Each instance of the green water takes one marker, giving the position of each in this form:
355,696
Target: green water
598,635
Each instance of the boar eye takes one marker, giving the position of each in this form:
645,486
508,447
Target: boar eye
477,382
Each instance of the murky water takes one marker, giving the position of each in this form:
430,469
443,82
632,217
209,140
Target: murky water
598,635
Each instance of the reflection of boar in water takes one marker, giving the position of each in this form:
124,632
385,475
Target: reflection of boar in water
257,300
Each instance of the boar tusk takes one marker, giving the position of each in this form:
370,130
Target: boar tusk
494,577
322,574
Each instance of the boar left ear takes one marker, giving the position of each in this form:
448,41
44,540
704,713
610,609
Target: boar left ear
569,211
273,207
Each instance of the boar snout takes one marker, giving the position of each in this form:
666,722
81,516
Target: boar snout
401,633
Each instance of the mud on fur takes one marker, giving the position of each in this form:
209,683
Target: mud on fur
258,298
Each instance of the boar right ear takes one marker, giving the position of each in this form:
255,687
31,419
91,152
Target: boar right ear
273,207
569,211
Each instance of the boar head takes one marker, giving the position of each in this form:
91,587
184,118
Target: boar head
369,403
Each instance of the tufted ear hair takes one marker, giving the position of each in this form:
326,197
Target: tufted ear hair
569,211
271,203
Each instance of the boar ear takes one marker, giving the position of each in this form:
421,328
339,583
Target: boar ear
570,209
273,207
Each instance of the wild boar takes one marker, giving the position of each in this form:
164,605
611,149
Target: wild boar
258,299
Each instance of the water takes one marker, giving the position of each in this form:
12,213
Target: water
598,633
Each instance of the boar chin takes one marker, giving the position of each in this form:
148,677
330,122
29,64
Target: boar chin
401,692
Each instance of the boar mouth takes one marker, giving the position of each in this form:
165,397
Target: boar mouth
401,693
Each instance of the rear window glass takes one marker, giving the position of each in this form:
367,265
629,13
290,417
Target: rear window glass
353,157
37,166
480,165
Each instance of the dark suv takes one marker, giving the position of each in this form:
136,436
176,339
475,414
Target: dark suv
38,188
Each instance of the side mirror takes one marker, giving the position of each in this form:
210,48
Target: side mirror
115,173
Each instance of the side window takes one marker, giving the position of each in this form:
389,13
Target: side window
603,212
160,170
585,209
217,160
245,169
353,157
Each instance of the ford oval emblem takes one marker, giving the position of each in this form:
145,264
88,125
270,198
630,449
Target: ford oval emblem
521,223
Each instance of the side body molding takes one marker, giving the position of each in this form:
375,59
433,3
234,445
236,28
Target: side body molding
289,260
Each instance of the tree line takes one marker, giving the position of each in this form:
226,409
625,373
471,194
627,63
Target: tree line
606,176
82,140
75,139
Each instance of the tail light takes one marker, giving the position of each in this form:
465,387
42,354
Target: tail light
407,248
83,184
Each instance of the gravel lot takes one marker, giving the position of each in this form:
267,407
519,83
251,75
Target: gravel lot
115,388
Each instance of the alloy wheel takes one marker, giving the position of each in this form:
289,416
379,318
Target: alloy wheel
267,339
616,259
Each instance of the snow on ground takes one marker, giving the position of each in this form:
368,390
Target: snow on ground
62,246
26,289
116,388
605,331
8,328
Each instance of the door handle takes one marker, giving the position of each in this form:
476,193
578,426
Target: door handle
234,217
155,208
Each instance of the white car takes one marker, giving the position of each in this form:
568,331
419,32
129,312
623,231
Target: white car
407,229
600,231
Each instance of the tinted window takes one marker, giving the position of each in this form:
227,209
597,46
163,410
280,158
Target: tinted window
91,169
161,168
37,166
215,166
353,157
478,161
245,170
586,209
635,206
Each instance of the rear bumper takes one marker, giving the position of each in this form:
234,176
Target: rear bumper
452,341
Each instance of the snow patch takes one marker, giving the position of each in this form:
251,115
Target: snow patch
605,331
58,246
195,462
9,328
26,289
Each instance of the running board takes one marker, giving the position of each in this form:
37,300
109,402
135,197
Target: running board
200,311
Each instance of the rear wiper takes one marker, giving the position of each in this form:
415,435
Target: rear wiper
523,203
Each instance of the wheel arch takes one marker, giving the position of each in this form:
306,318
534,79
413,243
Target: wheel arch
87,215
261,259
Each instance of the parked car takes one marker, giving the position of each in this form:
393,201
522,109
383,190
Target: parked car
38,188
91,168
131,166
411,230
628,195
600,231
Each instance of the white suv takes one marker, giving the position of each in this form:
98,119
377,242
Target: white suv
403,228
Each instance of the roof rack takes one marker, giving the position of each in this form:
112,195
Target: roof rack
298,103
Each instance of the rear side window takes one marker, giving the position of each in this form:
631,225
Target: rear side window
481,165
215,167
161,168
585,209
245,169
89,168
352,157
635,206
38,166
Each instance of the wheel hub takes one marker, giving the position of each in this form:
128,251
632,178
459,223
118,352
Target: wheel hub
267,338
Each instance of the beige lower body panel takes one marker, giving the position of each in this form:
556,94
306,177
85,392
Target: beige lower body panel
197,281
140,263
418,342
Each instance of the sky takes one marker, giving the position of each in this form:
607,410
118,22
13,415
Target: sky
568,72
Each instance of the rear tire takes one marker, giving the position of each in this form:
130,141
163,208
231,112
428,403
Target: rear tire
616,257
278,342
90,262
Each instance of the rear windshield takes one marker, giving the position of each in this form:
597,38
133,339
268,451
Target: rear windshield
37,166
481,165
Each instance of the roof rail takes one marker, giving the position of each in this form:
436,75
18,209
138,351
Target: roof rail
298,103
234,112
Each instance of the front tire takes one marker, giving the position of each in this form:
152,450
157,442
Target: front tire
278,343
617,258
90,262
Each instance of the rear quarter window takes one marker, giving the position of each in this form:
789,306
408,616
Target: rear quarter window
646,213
════════════════════
▸ Activity: What you need to do is retype all the entries exactly as written.

▸ Result:
Each instance of the green water takes one marker, giving the position of each in this form:
355,696
Target: green water
598,635
Each instance of the boar eye takes one marker, giving the position of each in this form:
645,486
508,447
Target: boar eye
477,382
Each instance of the murky water takes one marker, giving the position of each in this form:
430,469
443,82
632,217
209,140
Target: murky water
598,635
Each instance of the reflection of boar in water takes one marker, giving the position of each in this form:
124,632
385,475
Target: reflection of boar in water
257,300
Each instance of the boar tusk takes one marker, giving the position of each in this form:
370,130
Target: boar tusk
494,577
322,574
Each instance of the boar left ear takes one marker, giving the position of each in this form:
448,41
44,540
704,713
610,609
Target: boar left ear
569,211
273,207
Each instance of the boar snout takes one marker, giving the position of each in this form:
666,722
81,516
Target: boar snout
401,633
Each instance of the mud on fur takes one marker, giving the position of each in this form:
209,683
Target: mud on fur
258,298
Each instance of the boar right ear takes one marker, giving the position of each in this form:
255,687
31,419
91,152
Target: boar right ear
273,207
569,211
Each instance of the boar head takes one marker, giving the position of each in this form:
91,587
184,118
Target: boar head
369,403
Each instance of the tufted ear hair takes one marker, giving the position of each in this form:
326,197
Target: tufted ear hair
569,211
271,203
Each instance of the boar ear takes one marker, giving the position of each in this form:
421,328
339,583
Target: boar ear
570,209
273,207
Each instance of the wild boar takes one marker, giving the position of each in this form:
164,605
611,149
Target: wild boar
258,299
Each instance of the water takes one marker, giving the position of each in this form:
12,213
Target: water
598,633
Each instance of the boar chin takes one marker, giving the position of each in this form:
148,677
330,122
29,64
Target: boar chin
401,692
Each instance of the boar mouth takes one marker, giving the position of each in this form:
165,397
Target: boar mouth
401,693
Each instance of the rear window glass takes one marker, giving the position of each in this form:
367,265
629,13
290,417
Target: rear window glass
353,157
37,166
480,165
Each instance of the dark suv takes one marker, giving the position of each in this form:
136,436
176,339
475,414
Target: dark suv
38,188
Each instance of the side mirror takes one marker, giving the position of each in this form:
210,48
Target: side mirror
115,173
Each instance of the side window takes one marker, giving the position of each in this form:
389,13
Target: side window
603,212
160,170
585,209
217,160
245,169
353,157
Each instance of the ford oval emblem takes one marker, giving the position of each in this form:
145,264
88,125
270,198
630,449
Target: ford oval emblem
521,223
Each instance of the side body molding takes one marker, giving the position of each in this form:
375,59
433,3
234,445
236,28
Target: side body molding
289,260
Each instance of the tree line takes one marker, giving the position of each in this form:
226,409
625,373
471,194
627,63
Target: tree line
606,176
82,140
75,139
Each instance of the tail light takes one marker, giving the position of each in this form:
465,387
42,354
Target: tail light
407,248
83,184
Each instance of the gravel lot takes one marker, giving the position of each in this form:
267,407
519,83
251,75
Target: gravel lot
115,388
Each instance of the alloy wheel takes one marker, giving the position of each in this form:
289,416
379,318
Target: alloy wheel
267,339
616,259
Each instance of the snow on ground takes one marker, giving the position of each in this form:
368,390
Target: snow on ground
62,246
26,289
116,388
605,331
8,328
Each instance of the door handle takes one marker, giving the position of each in this form:
476,193
578,426
Target: door handle
234,217
155,208
Each instance of the white car takes one marker, giving the position of each in this form:
568,331
419,32
129,312
623,231
Target: white car
407,229
600,231
Each instance of the tinted window takes one marker, giving the position of each in this form:
227,209
597,46
163,410
280,158
Target: tinted window
91,169
161,168
37,166
215,166
353,157
478,161
245,170
586,209
635,206
Each instance of the rear bumper takes one marker, giving the position of each in this form:
234,176
Target: rear bumper
452,341
Each instance of the snow patch takes one marker, giving the position of each in this form:
251,115
Target: snow patch
605,331
58,246
195,462
9,328
26,289
Each instance of the running board takes one marker, giving the position of each in this form:
37,300
109,402
135,197
Target: running board
200,311
Each instance of the rear wiper takes one marker, giving the position of each in this form:
415,435
Target: rear wiper
523,203
Each instance of the wheel arch takes one marker, giving the position of each in this form:
306,318
534,79
413,243
Target: wheel arch
87,215
261,259
Each instance of the parked car takes one marker, giving the position of each in this form:
393,201
522,109
383,190
Target: parked car
38,188
91,168
131,166
411,230
628,195
600,231
Each instance of the white suv takes one marker, giving the position of each in this form:
98,119
377,242
Target: white suv
403,228
Each instance of the roof rack takes one marker, giving the position of each in this form:
112,195
Target: roof rack
298,103
Each instance of the rear side window takes one marker, giving the position of each in this form:
631,225
Target: rear side window
481,165
215,167
161,168
585,209
245,169
89,168
352,157
635,206
38,166
Each instance of the wheel hub takes one marker, giving the position of each in this form:
128,251
632,178
459,223
118,352
Target: wheel hub
267,338
Each instance of the beige lower body panel takes one marker, giving the position of each in this form:
556,94
306,177
85,392
Target: beige lower body panel
197,281
140,263
418,342
Each instance of the sky takes one marker, giving the position of each in this form:
607,410
118,22
13,415
Target: sky
568,72
Each instance of the rear tire takes one marker, giving the position of each in this form:
130,141
163,208
231,112
428,403
Target: rear tire
616,257
278,342
90,262
Each instance of the rear windshield takes one marker, giving the position of each in this form:
597,38
133,339
268,451
Target: rear windshield
37,166
481,165
Each instance of the roof rail takes one marker, giving the position of each in this form:
436,75
18,209
138,351
Target: roof rail
298,103
234,112
Each instance of the front tire takes one marker, giving the position of each in this form:
152,450
157,442
Target: front tire
278,343
617,258
90,262
Each instance of the rear quarter window takes one marker, giving the position of each in this form:
789,306
408,616
Target: rear quarter window
646,213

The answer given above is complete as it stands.